■ TASK ■
Please gather every line in the entries below that contains the word "hand". Case matters.

■ THE DATA ■

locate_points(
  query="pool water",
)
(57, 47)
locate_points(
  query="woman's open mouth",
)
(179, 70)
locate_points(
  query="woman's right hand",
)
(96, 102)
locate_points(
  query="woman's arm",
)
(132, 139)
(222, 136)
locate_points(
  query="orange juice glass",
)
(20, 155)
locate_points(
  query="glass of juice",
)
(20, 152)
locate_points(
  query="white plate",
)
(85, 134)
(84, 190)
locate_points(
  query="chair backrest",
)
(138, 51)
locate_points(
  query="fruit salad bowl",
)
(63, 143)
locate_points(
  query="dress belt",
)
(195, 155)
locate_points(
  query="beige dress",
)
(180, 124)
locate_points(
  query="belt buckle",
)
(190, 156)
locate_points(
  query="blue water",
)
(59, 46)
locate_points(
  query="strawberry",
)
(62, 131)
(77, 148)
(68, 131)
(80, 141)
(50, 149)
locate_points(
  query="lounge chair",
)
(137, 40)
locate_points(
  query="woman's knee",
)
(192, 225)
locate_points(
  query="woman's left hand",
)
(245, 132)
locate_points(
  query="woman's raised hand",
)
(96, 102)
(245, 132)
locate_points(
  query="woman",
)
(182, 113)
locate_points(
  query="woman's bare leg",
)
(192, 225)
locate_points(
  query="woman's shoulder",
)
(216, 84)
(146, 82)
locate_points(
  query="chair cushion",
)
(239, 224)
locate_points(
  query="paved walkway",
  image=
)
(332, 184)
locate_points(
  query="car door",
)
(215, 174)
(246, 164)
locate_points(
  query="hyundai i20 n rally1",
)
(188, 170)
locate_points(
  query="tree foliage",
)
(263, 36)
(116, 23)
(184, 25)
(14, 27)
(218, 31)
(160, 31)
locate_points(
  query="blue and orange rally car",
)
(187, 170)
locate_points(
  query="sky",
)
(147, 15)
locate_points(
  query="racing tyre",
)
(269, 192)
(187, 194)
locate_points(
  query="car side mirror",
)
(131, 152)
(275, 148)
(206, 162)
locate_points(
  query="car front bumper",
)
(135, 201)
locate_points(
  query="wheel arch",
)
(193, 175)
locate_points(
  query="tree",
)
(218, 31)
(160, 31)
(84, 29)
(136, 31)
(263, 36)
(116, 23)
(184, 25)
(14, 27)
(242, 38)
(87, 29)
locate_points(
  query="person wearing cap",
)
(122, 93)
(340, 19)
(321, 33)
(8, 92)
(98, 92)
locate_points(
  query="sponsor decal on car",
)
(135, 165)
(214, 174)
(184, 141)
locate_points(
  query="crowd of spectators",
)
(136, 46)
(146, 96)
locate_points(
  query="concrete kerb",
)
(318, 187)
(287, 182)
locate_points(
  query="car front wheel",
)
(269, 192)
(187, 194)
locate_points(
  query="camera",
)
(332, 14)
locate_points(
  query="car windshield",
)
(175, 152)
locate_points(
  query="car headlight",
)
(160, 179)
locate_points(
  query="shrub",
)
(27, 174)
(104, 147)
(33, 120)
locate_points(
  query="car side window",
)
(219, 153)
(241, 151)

* * *

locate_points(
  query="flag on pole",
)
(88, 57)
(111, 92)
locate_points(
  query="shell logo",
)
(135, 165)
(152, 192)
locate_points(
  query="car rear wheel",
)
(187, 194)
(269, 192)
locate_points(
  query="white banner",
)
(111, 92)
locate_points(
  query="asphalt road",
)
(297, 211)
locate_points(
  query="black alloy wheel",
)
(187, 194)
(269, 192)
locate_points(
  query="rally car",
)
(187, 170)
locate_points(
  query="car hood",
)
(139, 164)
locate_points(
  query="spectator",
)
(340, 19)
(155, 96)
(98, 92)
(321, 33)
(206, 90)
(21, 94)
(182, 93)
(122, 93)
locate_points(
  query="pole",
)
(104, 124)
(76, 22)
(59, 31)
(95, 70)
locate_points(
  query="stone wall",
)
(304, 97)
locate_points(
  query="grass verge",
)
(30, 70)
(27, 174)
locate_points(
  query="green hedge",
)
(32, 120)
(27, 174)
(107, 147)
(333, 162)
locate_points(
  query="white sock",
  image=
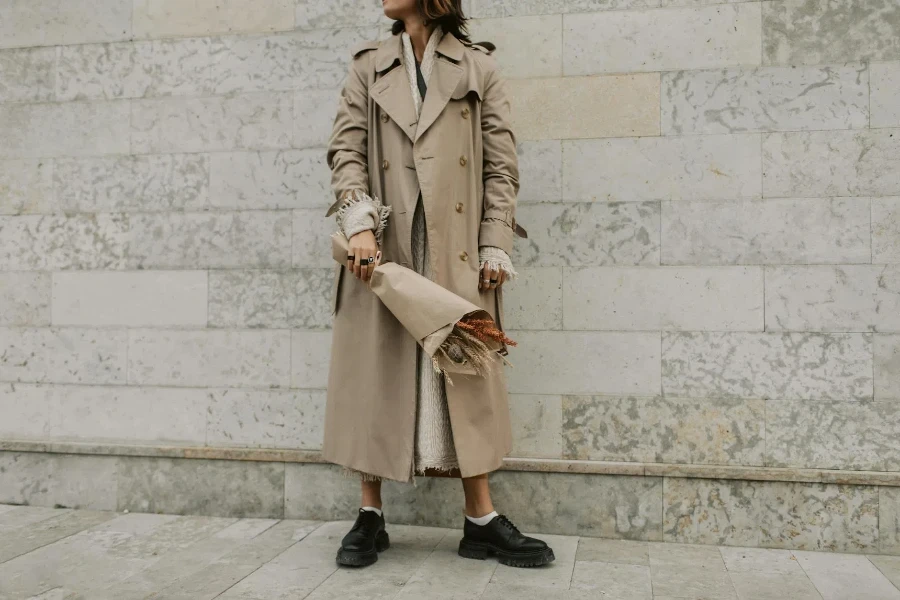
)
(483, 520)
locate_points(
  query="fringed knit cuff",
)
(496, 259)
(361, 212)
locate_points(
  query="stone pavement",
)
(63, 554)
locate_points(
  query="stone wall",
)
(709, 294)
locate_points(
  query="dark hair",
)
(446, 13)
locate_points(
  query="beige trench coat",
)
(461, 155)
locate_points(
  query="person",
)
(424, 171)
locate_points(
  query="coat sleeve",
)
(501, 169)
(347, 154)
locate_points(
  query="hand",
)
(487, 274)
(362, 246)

■ THE SOLUTION ■
  query="woman's right hand",
  query="woman's left hand",
  query="woman's raised hand",
  query="hand",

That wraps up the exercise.